**FONTE**.

^^^^^^^^

Gareth Jones foi o jornalista que revelou ao mundo o que havia por detrás do “paraíso
soviético” utópico, o ocidente custou em acreditar, diversos intelectuais e
artistas relutaram em aceitar, mas a História provou a verdade, muito embora eu
ainda acho que só não denunciam com mais afinco devido o armamento atômico da Rússia
e o fato de quase toda a Europa ser dependente do gás russo.
A
Ucrânia era conhecida como a região da terra negra fértil que poderia alimentar
o mundo, e veja só, foi o local onde houve mais fome! Em uma cena marcante,
quando uma multidão disputava um pedaço de pão, ele escuta de uma ucraniana: “eles
estão nos matando! Os homens vieram aqui e pensaram que podiam acabar com as
leis naturais, deu nisso!” – Na hora me lembrei do “Tratado de Natureza Humana”
do David Hume, e o quão é tirânico um regime que visa desrespeitá-lo. No mundo
todo na época se dizia que a fome na URSS era rumor (igual os defensores cegos
falam hoje), que as fazendas coletivas funcionavam, que os camponeses eram
felizes. Mas a mesma personagem lhe diz espantada vendo toda aquela desgraça: “A
União Soviética não é o paraíso dos trabalhadores! A sociedade igualitária é
igual a de seu país capitalista, só que muito pior! Os que usufruem dos
benefícios, dos serviços públicos do Estado, é só a minoria ligada ao partido.
Stalin não é o homem que você pensa!”.
Talvez
a cena ápice do filme é quando ele encontra crianças que estão comendo algum tipo
de carne, e faminto, se serve dela também, mas ao perguntar de onde vem, ele
descobre que estão comendo os cadáveres. Realmente isso foi verídico, o bisavô
do meu amigo Ivan disse que havia relatos de canibalismo, além da História ter
documentado e comprovado.

^^^^^^^^

**TRECHO DOS DADOS**.
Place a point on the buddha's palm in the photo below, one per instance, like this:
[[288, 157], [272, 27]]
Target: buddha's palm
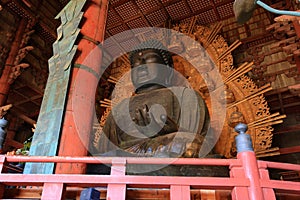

^^^^^^^^

**OBJETIVO 1**.
Atualize o texto sobre Gareth Jones em tudo que vai desde "Gareth Jones foi" até "do gás russo.", substituindo "jornalista" por "repórter".
**OBJETIVO 2**.
Reescreva em forma de lista o parágrafo do texto sobre Gareth Jones que começa com "A Ucrânia era conhecida", mantendo os fatos principais.

**RESPOSTA 1**.
Gareth Jones foi o repórter que revelou ao mundo o que havia por detrás do “paraíso
soviético” utópico, o ocidente custou em acreditar, diversos intelectuais e
artistas relutaram em aceitar, mas a História provou a verdade, muito embora eu
ainda acho que só não denunciam com mais afinco devido o armamento atômico da Rússia
e o fato de quase toda a Europa ser dependente do gás russo.

**RESPOSTA 2**.
- A Ucrânia, conhecida como a região da terra negra fértil capaz de alimentar o mundo, foi o local onde houve mais fome.
- Em uma cena marcante, durante a disputa de uma multidão por um pedaço de pão, uma ucraniana diz a ele que estão matando o povo e que os homens pensaram que podiam acabar com as leis naturais.
- A cena remeteu ao "Tratado de Natureza Humana" de David Hume e ao quão tirânico é um regime que visa desrespeitá-lo.
- Na época, dizia-se no mundo todo que a fome na URSS era rumor, que as fazendas coletivas funcionavam e que os camponeses eram felizes.
- A mesma personagem afirma que a União Soviética não é o paraíso dos trabalhadores e que a sociedade igualitária é igual à do país capitalista dele, só que muito pior.
- Segundo ela, só a minoria ligada ao partido usufrui dos benefícios e dos serviços públicos do Estado, e Stalin não é o homem que ele pensa.